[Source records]
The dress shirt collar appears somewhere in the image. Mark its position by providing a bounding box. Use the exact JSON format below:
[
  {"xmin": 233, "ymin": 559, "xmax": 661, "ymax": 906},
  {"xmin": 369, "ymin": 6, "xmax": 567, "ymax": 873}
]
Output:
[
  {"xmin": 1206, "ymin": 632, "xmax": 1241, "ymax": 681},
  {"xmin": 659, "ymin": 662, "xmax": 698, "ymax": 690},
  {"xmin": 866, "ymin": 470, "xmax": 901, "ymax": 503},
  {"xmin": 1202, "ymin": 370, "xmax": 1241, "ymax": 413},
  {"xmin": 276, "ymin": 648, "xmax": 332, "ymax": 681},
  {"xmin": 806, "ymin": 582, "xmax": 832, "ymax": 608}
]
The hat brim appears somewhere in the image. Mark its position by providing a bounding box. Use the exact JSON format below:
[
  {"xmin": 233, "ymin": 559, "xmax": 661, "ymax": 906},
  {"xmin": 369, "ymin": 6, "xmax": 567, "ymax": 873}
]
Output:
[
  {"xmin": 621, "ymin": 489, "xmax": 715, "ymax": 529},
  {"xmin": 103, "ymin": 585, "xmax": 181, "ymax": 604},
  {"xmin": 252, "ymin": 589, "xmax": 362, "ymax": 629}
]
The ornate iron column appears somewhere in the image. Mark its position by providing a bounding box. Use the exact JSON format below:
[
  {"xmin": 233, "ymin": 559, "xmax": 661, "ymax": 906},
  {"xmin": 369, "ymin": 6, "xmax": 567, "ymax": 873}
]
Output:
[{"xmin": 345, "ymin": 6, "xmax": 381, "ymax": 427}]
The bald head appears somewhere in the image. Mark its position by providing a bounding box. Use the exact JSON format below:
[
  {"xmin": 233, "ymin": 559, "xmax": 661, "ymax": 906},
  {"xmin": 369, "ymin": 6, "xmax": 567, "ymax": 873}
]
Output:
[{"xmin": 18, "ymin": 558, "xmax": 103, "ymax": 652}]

> **TASK DIRECTIONS**:
Repeat verbatim the lines of the entries above, beginning with the line containing "The bald head" and continuing through the final line of the entries.

> **TASK ANSWER**:
The bald head appears somewhere in the image. Mark its position by providing a bounding box. Use the exact JSON format below:
[
  {"xmin": 233, "ymin": 559, "xmax": 661, "ymax": 906},
  {"xmin": 369, "ymin": 6, "xmax": 567, "ymax": 873}
]
Output:
[{"xmin": 18, "ymin": 558, "xmax": 103, "ymax": 652}]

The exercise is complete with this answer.